**Given information:**
□ □ □ □ □

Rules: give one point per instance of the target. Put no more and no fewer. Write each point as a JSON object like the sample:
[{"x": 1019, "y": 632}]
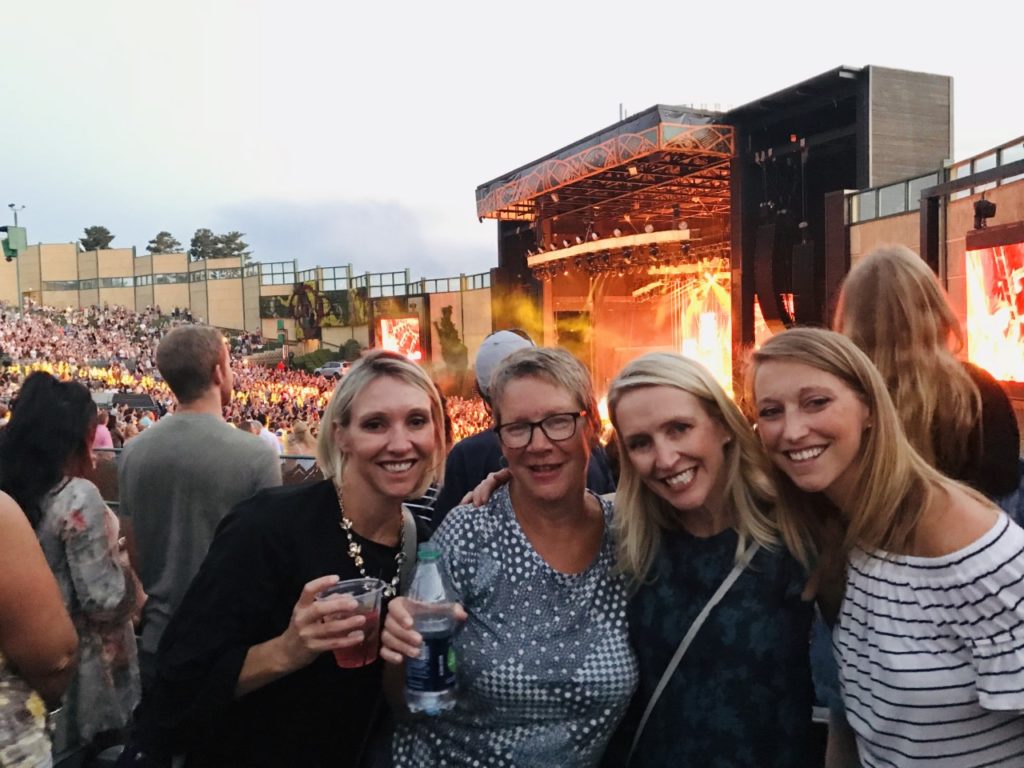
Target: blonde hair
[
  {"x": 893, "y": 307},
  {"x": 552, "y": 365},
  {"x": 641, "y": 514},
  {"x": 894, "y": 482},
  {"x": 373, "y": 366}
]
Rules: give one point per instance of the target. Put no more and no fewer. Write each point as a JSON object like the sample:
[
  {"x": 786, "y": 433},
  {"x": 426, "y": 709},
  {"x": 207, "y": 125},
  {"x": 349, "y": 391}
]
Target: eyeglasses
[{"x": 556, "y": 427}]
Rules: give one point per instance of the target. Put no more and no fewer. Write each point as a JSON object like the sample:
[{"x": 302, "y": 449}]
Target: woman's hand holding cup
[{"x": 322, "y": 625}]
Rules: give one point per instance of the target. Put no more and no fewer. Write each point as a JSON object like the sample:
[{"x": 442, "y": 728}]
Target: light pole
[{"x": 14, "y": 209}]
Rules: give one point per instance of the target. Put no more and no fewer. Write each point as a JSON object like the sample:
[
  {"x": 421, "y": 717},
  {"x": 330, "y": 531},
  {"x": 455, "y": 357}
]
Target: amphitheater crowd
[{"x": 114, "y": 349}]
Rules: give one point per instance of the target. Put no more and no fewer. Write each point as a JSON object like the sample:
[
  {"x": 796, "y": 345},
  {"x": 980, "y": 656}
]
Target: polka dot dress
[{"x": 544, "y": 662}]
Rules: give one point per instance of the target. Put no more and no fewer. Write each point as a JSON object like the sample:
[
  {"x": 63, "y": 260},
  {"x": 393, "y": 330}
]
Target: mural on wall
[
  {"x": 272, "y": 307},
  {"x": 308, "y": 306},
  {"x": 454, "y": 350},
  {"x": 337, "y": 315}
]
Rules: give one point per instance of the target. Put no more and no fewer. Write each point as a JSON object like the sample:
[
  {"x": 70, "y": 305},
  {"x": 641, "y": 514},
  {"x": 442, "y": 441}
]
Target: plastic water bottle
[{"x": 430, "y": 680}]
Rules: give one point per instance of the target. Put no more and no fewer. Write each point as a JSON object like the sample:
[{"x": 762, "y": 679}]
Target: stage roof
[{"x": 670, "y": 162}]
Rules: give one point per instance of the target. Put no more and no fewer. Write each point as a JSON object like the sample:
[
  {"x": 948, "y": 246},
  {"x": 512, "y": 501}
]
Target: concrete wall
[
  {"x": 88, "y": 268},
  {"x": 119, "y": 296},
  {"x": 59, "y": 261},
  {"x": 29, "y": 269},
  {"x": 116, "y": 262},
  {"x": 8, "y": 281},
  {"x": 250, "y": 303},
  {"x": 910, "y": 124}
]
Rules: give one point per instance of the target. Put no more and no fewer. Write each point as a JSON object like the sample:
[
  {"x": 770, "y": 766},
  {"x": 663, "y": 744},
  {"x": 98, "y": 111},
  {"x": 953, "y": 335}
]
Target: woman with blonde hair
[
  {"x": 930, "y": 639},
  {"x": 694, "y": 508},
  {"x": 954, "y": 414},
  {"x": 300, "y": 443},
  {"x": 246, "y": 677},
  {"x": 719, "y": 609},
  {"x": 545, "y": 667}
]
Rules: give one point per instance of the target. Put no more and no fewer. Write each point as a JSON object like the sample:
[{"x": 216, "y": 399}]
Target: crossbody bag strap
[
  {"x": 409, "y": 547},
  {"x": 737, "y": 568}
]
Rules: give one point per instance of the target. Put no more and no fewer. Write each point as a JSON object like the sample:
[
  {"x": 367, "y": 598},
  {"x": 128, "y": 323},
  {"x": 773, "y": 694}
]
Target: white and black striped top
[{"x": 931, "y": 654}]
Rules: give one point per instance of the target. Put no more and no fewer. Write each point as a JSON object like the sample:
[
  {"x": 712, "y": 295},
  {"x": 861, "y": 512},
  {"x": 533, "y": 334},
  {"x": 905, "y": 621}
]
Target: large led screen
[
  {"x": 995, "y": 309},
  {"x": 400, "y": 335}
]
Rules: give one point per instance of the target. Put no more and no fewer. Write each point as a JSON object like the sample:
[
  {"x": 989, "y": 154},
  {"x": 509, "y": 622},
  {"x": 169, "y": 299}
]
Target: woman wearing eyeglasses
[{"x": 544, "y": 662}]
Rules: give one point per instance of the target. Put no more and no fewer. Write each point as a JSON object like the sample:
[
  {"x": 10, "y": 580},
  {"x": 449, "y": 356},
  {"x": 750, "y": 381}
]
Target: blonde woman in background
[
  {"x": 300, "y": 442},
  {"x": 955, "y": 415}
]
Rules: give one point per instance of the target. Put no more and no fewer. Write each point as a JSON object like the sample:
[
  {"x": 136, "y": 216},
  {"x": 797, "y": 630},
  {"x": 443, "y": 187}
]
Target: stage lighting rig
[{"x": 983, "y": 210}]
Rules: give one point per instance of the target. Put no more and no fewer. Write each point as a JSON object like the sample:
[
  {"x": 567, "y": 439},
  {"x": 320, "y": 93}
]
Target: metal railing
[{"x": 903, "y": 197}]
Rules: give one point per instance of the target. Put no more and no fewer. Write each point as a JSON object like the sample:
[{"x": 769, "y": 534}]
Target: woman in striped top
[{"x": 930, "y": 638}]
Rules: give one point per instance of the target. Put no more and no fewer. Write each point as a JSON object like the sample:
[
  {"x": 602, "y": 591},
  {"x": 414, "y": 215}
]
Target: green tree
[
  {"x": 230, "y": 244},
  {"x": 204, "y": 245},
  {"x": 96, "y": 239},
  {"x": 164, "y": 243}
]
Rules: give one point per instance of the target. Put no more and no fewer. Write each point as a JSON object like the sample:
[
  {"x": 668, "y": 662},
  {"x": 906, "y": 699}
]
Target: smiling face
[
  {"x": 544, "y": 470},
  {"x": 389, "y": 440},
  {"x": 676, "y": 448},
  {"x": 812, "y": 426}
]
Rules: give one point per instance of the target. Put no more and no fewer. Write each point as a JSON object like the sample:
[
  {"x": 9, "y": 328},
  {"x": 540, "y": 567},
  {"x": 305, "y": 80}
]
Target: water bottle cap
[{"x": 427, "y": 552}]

□ □ □ □ □

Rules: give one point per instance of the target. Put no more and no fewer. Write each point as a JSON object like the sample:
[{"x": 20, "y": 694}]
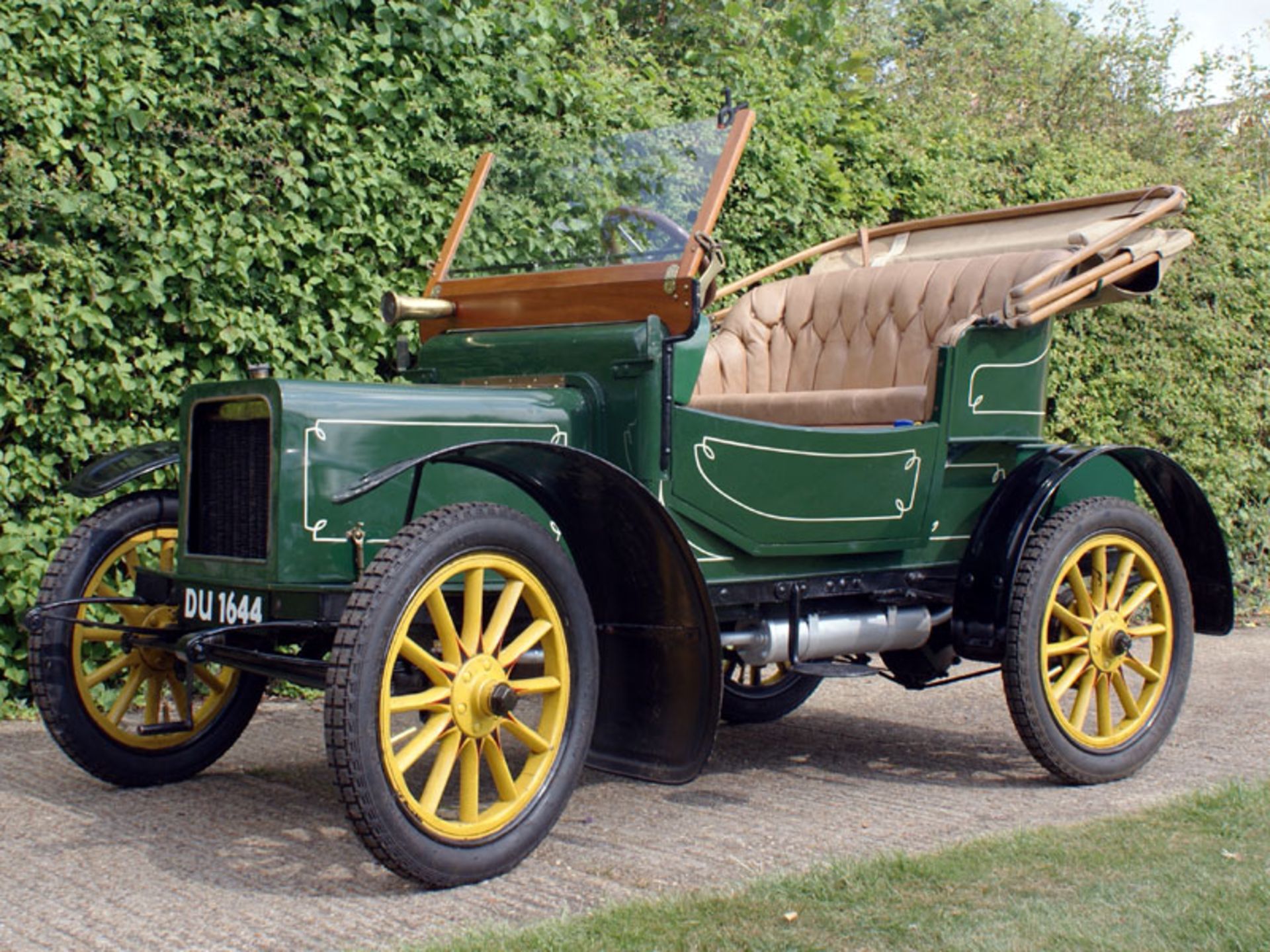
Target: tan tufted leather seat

□ □ □ □ □

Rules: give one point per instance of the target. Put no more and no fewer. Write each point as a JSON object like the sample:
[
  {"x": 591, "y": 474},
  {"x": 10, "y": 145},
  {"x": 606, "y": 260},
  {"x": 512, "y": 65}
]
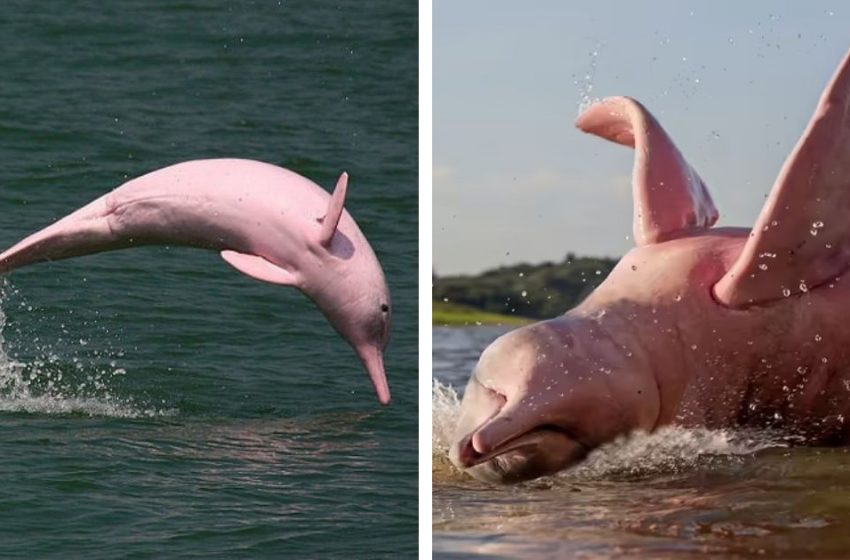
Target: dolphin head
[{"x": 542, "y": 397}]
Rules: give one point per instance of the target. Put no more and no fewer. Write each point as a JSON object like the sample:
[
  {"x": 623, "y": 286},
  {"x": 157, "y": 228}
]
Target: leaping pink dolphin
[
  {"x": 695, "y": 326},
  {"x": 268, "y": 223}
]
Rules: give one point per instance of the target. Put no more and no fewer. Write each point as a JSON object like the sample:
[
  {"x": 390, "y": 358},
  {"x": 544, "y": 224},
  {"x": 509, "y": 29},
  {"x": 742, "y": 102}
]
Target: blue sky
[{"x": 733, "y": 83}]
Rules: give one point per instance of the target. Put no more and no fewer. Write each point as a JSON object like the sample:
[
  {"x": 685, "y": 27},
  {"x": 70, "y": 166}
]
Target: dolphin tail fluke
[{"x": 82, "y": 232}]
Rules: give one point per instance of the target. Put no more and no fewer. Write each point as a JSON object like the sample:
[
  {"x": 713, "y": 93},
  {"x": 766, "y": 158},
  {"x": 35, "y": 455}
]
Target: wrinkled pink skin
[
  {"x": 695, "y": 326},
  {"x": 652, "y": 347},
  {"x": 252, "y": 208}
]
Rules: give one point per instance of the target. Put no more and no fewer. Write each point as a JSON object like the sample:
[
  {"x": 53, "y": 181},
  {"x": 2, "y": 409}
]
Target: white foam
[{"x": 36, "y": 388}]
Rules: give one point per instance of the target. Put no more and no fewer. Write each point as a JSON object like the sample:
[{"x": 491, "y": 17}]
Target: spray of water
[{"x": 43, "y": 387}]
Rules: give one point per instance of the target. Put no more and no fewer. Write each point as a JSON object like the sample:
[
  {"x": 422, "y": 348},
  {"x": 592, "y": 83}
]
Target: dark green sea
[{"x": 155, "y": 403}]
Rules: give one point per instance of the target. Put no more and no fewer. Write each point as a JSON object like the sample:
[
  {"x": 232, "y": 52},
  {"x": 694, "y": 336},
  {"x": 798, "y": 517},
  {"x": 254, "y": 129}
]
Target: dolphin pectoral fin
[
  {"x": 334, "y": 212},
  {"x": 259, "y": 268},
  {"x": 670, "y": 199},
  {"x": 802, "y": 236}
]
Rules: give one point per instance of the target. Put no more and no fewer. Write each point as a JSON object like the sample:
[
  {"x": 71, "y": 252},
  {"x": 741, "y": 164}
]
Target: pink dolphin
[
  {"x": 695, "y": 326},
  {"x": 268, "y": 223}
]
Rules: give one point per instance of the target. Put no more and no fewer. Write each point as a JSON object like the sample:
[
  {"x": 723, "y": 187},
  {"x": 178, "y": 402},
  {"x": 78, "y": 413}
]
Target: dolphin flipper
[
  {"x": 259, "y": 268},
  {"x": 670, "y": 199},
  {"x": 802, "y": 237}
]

□ □ □ □ □

**What to do:**
Please identify every line in the rows above that contains the word "stage", and copy each of those lines.

**Task result:**
Target: stage roof
Target: stage lighting rig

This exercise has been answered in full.